#### [Aim]
Your task is to output the data exactly as it stands.

#### [Exercise material]
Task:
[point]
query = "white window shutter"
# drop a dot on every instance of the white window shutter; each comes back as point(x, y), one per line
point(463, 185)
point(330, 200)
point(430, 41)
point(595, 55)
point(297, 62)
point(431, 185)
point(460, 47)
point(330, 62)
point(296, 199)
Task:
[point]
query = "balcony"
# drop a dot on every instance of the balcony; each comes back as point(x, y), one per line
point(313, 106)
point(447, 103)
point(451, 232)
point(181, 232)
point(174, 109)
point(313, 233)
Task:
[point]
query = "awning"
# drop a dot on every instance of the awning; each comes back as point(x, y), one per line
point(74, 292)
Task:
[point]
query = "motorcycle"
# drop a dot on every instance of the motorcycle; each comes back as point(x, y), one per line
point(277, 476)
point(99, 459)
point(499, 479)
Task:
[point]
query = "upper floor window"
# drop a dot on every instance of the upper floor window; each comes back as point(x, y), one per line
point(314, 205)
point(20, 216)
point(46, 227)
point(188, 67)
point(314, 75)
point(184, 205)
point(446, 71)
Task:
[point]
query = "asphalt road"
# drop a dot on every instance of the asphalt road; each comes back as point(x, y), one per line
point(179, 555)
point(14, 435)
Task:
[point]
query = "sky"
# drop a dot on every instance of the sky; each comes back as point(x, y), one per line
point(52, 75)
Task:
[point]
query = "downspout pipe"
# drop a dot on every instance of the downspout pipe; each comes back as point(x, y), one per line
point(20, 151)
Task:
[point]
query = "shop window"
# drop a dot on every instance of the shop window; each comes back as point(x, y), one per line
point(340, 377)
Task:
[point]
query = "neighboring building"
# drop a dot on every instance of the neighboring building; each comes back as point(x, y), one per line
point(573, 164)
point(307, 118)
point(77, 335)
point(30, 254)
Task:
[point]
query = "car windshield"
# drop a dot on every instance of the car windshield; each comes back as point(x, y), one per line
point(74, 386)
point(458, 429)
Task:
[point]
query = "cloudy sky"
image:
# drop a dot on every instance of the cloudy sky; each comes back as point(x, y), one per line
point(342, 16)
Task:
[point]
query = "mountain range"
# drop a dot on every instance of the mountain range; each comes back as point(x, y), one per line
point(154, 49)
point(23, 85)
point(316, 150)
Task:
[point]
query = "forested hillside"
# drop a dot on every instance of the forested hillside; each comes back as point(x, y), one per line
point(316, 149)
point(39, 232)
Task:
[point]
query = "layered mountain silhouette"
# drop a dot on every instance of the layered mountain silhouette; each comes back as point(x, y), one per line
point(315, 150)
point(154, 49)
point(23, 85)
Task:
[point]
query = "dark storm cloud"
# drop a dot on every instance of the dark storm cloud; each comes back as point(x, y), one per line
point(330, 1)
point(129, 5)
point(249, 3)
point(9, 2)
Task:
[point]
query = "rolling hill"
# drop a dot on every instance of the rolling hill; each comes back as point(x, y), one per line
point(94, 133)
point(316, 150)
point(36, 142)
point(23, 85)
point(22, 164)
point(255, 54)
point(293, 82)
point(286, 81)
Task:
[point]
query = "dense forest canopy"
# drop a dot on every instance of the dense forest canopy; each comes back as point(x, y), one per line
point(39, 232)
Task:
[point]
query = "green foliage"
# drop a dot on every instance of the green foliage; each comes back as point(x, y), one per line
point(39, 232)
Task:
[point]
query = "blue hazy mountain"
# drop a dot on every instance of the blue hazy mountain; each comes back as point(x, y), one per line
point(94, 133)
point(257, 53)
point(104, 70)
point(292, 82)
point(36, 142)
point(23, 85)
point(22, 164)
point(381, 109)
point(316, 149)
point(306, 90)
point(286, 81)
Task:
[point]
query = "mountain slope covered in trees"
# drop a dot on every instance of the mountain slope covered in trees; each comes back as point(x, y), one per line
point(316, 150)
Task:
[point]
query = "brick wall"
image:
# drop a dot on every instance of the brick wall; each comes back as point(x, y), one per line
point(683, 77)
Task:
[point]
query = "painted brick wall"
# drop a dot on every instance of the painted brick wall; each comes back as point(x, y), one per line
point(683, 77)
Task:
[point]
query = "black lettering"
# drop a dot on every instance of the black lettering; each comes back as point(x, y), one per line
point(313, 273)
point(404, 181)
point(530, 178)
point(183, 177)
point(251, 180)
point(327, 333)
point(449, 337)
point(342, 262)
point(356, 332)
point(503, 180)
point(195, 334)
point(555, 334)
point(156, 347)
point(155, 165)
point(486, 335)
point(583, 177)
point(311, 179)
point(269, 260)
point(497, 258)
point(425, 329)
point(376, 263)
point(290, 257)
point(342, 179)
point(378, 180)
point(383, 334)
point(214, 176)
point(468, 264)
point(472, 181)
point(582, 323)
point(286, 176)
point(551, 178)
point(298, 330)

#### [Right answer]
Task:
[point]
query = "white window shutter"
# drop a dot on every instance of the white window shutter; each comes back as point(x, y), one per line
point(463, 185)
point(330, 200)
point(430, 41)
point(595, 55)
point(297, 62)
point(431, 185)
point(460, 47)
point(330, 62)
point(296, 199)
Task:
[point]
query = "balcony"
# drop a dot on every instance of the balcony; each comes back as point(x, y), one per line
point(313, 106)
point(447, 103)
point(451, 232)
point(181, 232)
point(174, 109)
point(313, 233)
Task:
[point]
query = "awning"
# drop a dot on every instance of the awning; each comes back as point(x, y), one per line
point(74, 292)
Task:
[point]
query = "motorcycle"
# drop a dot on every instance of the motorcycle; each comes back as point(x, y), one per line
point(277, 476)
point(99, 459)
point(499, 479)
Task:
[point]
query = "upper floor window"
# drop a dot on every instance of the upper floor window; each comes back as point(x, y), one per line
point(314, 205)
point(20, 216)
point(46, 227)
point(188, 67)
point(314, 75)
point(184, 205)
point(446, 71)
Task:
[point]
query = "asphalt road"
# drop a dot on every instance of the asphalt road; each comes back as point(x, y), one per line
point(179, 555)
point(14, 435)
Task:
[point]
query = "sky"
# drop a dot on every instance of the sky; each comes back as point(x, y), one per line
point(52, 75)
Task:
[point]
query = "downspout pipe"
# drop a dot on every instance of the downspout pipe; each comes back as point(x, y), one per line
point(20, 151)
Task:
[point]
query = "shop window"
# drop a dot on every instance of the shop window; each comes back as point(x, y), one per line
point(340, 377)
Task:
[point]
query = "neighboring building"
# drop a dot on every instance of the neighboring building; each comes back as point(x, y), one per line
point(573, 164)
point(307, 118)
point(77, 335)
point(30, 254)
Task:
[point]
query = "car windshield"
# drop a dot on every instance of the car windshield; each comes back as point(x, y), one per line
point(74, 386)
point(458, 429)
Task:
[point]
query = "cloudy sky"
image:
# drop a dot on every instance of the cloudy sky; each comes back as point(x, y), one per line
point(342, 16)
Task:
[point]
query = "mountain range"
# drop a dot on every instance of the mountain range; each comes back as point(x, y), one per line
point(154, 49)
point(23, 85)
point(316, 150)
Task:
[point]
query = "forested hillside"
# drop a dot on every instance of the forested hillside; each comes back as point(x, y), one per line
point(316, 149)
point(39, 232)
Task:
[point]
query = "layered mountain silhouette"
# drop a dot on every instance of the layered mountain silhouette; each comes back as point(x, y), one per line
point(315, 150)
point(154, 49)
point(23, 85)
Task:
[point]
query = "dark storm cloud"
# drop a dot on every instance of the dark storm cloud; each comes back as point(x, y), one per line
point(330, 1)
point(129, 5)
point(249, 3)
point(9, 2)
Task:
[point]
query = "rolling hill"
# drop a dot on every instance of the rolling hill; each comes back as point(x, y), one per line
point(94, 133)
point(316, 150)
point(36, 142)
point(23, 85)
point(22, 164)
point(255, 54)
point(293, 82)
point(286, 81)
Task:
[point]
query = "dense forest canopy"
# drop a dot on every instance of the dense forest canopy; each comes back as point(x, y), one per line
point(39, 232)
Task:
[point]
query = "green foliage"
# drop a dot on every instance of the green foliage; each comes back as point(x, y), one per line
point(39, 232)
Task:
[point]
query = "blue hazy mountain"
# drop a dot on every instance of the blue hazy mountain; each comes back as point(x, y), one per line
point(94, 133)
point(257, 53)
point(104, 70)
point(292, 82)
point(36, 142)
point(23, 85)
point(22, 164)
point(381, 109)
point(316, 149)
point(306, 90)
point(286, 81)
Task:
[point]
query = "mountain slope covered in trees"
# drop a dot on every instance of the mountain slope covered in trees; each comes back as point(x, y), one per line
point(316, 150)
Task:
[point]
query = "brick wall"
image:
# drop a dot on every instance of the brick wall; each comes back as point(x, y), one per line
point(683, 77)
Task:
[point]
query = "painted brick wall"
# drop a dot on every instance of the painted brick wall; each comes back as point(x, y), one per line
point(683, 77)
Task:
[point]
query = "black lettering"
# drop a dot on every instance of the black lettering; each comes back as point(x, y), one per line
point(313, 273)
point(404, 181)
point(530, 178)
point(183, 177)
point(251, 180)
point(327, 333)
point(449, 337)
point(342, 262)
point(356, 332)
point(503, 180)
point(195, 334)
point(555, 334)
point(156, 347)
point(155, 165)
point(486, 335)
point(583, 177)
point(311, 179)
point(269, 260)
point(497, 258)
point(425, 329)
point(376, 263)
point(290, 257)
point(342, 179)
point(378, 180)
point(383, 334)
point(214, 176)
point(468, 264)
point(472, 181)
point(582, 323)
point(286, 176)
point(551, 178)
point(298, 330)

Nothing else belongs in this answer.